*Passage shown*:
===============

Consciousness is full of qualitative properties, from the redness of red and the discomfort of hunger to the phenomenology of thought. Such experiences, or “qualia,” may have internal structure, but there is more to them than structure. We know something about what conscious experiences are like in and of themselves, not just how they function and relate to other properties.

For example, think of someone who has never seen any red objects and has never been told that the color red exists. That person knows nothing about how redness relates to brain states, to physical objects such as tomatoes, or to wavelengths of light, nor how it relates to other colors (for example, that it’s similar to orange but very different from green). One day, the person spontaneously hallucinates a big red patch. It seems this person will thereby learn what redness is like, even though he or she doesn’t know any of its relations to other things. The knowledge he or she acquires will be non-relational knowledge of what redness is like in and of itself.

===============

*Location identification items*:
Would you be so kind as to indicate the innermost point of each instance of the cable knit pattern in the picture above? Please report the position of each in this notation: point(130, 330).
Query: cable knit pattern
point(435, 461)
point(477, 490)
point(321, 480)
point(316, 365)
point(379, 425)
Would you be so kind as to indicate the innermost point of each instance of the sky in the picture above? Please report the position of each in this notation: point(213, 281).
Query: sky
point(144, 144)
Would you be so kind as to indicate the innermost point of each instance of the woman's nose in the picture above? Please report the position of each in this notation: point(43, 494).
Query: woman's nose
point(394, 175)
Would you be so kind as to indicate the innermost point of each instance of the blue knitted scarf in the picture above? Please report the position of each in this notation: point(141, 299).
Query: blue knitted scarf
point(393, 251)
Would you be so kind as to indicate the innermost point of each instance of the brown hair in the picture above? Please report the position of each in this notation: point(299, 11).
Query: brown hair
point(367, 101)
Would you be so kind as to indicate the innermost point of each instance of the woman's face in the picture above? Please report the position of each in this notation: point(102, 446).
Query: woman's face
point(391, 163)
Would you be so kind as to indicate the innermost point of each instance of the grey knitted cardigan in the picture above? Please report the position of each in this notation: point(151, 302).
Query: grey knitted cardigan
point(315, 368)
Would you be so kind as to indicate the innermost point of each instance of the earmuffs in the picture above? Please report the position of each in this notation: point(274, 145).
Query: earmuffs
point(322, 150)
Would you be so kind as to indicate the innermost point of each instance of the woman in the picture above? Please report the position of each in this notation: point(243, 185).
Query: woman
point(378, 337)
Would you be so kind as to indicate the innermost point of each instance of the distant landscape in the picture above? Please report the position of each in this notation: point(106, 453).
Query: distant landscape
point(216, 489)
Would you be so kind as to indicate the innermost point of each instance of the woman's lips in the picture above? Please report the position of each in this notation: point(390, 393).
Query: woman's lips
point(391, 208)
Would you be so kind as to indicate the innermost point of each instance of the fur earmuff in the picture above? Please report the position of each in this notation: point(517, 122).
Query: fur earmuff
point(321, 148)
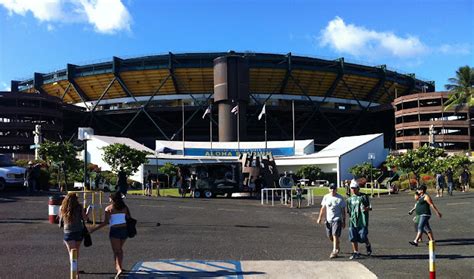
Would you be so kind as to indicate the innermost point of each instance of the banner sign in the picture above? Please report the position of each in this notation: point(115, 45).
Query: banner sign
point(283, 151)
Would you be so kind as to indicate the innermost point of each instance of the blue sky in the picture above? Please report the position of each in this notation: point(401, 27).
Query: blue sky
point(431, 38)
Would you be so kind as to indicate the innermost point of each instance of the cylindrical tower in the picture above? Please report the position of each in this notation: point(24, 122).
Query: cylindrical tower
point(231, 89)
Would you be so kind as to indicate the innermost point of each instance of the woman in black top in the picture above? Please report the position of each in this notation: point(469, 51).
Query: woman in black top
point(423, 209)
point(71, 216)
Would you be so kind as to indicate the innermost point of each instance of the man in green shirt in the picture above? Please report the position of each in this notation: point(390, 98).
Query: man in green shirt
point(358, 207)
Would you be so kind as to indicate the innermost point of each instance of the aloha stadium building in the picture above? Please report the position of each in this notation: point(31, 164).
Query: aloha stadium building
point(150, 98)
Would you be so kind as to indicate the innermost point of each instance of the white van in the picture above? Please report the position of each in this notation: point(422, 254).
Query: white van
point(10, 175)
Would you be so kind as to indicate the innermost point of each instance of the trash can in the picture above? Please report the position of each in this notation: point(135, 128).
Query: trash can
point(54, 204)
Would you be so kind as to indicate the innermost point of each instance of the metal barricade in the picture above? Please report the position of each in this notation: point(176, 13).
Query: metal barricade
point(92, 202)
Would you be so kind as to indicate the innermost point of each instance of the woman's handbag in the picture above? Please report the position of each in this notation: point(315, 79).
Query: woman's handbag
point(131, 227)
point(86, 235)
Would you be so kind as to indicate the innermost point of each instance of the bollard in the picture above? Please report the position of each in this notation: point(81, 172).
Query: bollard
point(432, 260)
point(54, 203)
point(73, 260)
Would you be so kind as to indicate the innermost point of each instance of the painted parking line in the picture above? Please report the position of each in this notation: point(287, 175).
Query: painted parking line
point(230, 210)
point(148, 205)
point(187, 269)
point(387, 208)
point(190, 207)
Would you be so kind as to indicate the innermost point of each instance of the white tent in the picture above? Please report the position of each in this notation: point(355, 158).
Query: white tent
point(95, 146)
point(340, 155)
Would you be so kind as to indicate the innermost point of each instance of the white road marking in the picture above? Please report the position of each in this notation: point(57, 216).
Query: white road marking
point(190, 207)
point(231, 210)
point(457, 203)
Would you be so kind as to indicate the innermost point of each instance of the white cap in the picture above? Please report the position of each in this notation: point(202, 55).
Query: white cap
point(354, 184)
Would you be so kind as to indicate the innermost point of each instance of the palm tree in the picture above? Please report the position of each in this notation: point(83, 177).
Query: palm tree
point(462, 88)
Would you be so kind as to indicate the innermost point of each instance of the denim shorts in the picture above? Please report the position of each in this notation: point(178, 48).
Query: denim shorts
point(118, 232)
point(73, 236)
point(358, 234)
point(423, 224)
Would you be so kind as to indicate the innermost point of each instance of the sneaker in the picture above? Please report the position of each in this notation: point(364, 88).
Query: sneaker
point(369, 250)
point(354, 256)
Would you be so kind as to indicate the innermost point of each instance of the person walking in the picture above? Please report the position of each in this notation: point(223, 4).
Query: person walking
point(299, 196)
point(450, 181)
point(29, 179)
point(465, 179)
point(122, 185)
point(72, 218)
point(116, 215)
point(148, 183)
point(358, 207)
point(333, 208)
point(439, 185)
point(423, 209)
point(416, 219)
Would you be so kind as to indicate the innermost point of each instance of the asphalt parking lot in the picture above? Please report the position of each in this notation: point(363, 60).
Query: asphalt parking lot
point(237, 231)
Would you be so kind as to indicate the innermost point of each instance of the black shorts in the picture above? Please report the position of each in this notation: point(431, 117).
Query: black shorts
point(118, 232)
point(334, 228)
point(73, 236)
point(358, 234)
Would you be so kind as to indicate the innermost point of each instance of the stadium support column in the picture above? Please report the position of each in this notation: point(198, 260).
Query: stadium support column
point(231, 88)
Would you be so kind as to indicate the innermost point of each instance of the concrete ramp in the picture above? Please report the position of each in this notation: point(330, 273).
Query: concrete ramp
point(249, 269)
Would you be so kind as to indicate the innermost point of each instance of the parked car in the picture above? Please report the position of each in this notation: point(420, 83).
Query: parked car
point(10, 175)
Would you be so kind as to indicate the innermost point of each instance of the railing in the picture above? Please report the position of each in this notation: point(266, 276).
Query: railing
point(286, 195)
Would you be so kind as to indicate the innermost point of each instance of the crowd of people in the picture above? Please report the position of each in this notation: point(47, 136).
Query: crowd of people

===============

*To be done*:
[1] Answer these questions from the passage on qualia:
(a) What three qualitative properties of consciousness are named in the opening sentence?
(b) Which color is redness said to be similar to, and which is it said to be very different from?
(c) What does the person in the example spontaneously hallucinate one day?
[2] Set down, word for word, the stretch of the passage on qualia from "Consciousness is full" through "to other properties.".

*Results*:
[1]
(a) The redness of red, the discomfort of hunger and the phenomenology of thought.
(b) It is similar to orange and very different from green.
(c) A big red patch.

[2]
Consciousness is full of qualitative properties, from the redness of red and the discomfort of hunger to the phenomenology of thought. Such experiences, or “qualia,” may have internal structure, but there is more to them than structure. We know something about what conscious experiences are like in and of themselves, not just how they function and relate to other properties.